Records for this exercise: Begin
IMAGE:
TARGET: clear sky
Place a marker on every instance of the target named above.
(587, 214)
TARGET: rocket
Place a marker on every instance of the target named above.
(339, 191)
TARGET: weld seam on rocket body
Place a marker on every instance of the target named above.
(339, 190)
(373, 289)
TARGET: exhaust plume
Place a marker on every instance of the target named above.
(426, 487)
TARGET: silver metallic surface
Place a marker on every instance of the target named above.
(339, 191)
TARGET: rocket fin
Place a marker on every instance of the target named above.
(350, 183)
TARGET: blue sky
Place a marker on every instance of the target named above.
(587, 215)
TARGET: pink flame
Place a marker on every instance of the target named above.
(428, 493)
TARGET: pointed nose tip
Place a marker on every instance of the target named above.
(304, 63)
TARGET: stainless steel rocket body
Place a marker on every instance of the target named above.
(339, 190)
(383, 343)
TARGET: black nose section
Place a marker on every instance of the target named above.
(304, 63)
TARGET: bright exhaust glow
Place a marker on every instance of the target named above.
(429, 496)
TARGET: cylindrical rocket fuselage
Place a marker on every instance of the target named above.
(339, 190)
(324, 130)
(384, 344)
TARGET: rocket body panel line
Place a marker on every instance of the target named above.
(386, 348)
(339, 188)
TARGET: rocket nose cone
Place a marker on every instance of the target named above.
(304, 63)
Records for this exercise: End
Records for this exercise: Begin
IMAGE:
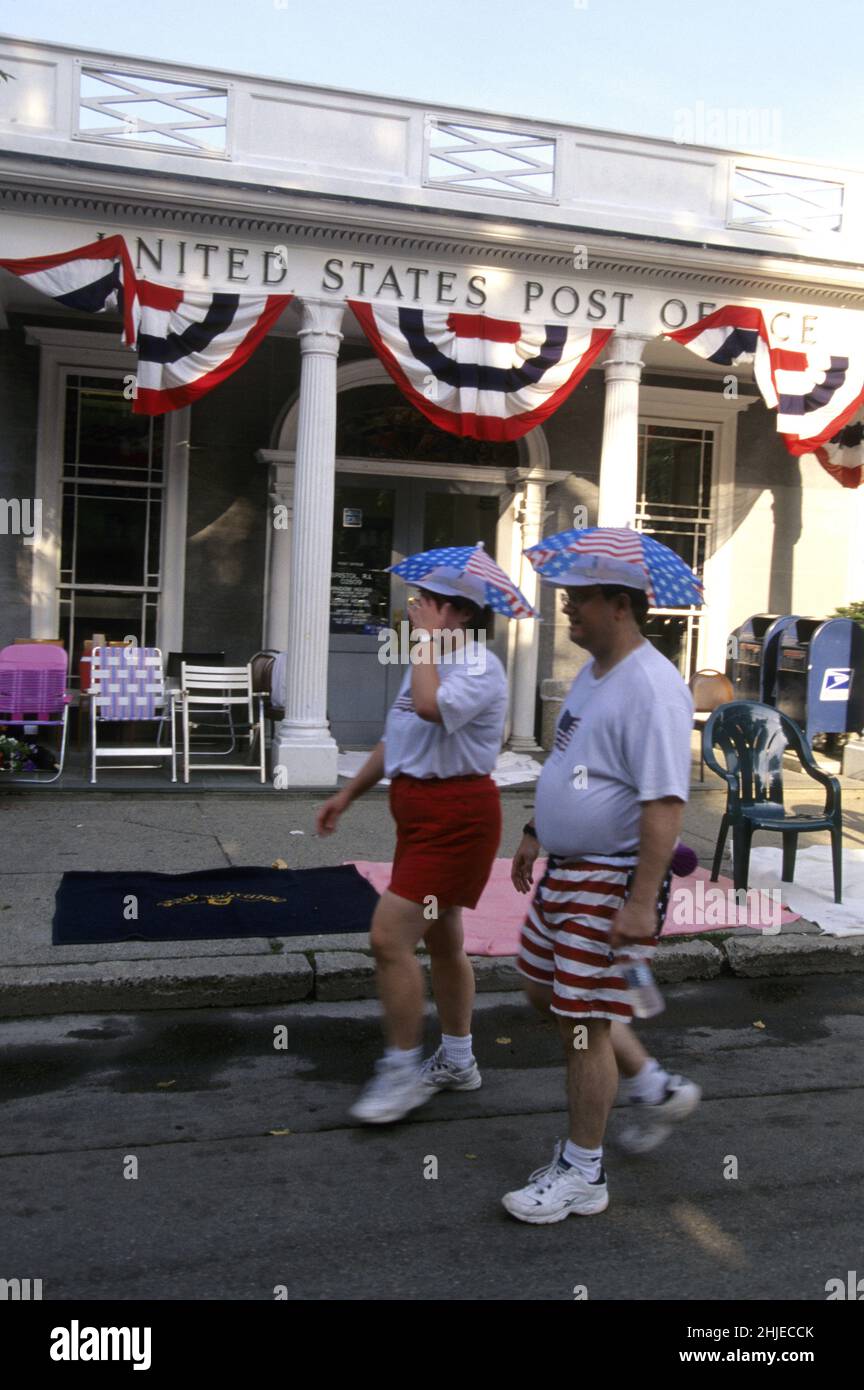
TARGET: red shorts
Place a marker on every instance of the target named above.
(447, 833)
Records for this exercise: End
Records for this exercise: Begin
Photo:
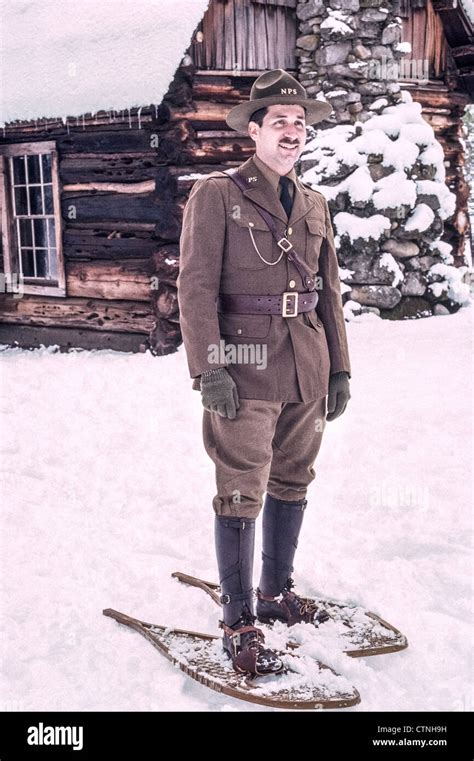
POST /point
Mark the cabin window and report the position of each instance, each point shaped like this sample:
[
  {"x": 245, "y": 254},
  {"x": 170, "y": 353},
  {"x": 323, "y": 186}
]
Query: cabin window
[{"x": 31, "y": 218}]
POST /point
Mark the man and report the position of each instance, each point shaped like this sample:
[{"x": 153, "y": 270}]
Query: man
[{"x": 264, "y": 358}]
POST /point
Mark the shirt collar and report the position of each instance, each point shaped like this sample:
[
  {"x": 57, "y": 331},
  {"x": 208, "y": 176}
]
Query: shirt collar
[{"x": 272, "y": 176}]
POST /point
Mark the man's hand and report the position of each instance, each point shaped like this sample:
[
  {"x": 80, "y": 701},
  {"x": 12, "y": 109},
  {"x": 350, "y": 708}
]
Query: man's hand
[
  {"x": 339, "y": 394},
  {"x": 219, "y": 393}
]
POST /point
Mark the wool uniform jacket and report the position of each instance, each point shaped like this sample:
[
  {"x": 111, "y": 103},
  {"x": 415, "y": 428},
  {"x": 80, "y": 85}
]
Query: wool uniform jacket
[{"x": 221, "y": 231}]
Records for this exercise: End
> **Work to be completed**:
Please reproduce exactly the lines in the listing above from the one containing "TARGET: clear sky" through the one containing "TARGET: pointed nose tip", both included, and nothing more.

> **Solved problem**:
TARGET: clear sky
Place a marker on every instance of the target named above.
(587, 214)
TARGET: rocket
Place a marker on every instance of the target named above.
(339, 191)
TARGET: weld seam on rocket body
Place a marker on every instance of the target named above.
(339, 190)
(373, 289)
TARGET: exhaust plume
Place a marker on every instance of the target named above.
(426, 487)
TARGET: silver metallic surface
Place a marker on every instance of the target named above.
(339, 191)
TARGET: rocket fin
Place a marker on every instance of the target named above.
(350, 183)
TARGET: blue sky
Place a marker on every instance of the target named above.
(587, 215)
TARGET: pink flame
Place a marker on every instance of the target named above.
(428, 493)
TARGET: pointed nose tip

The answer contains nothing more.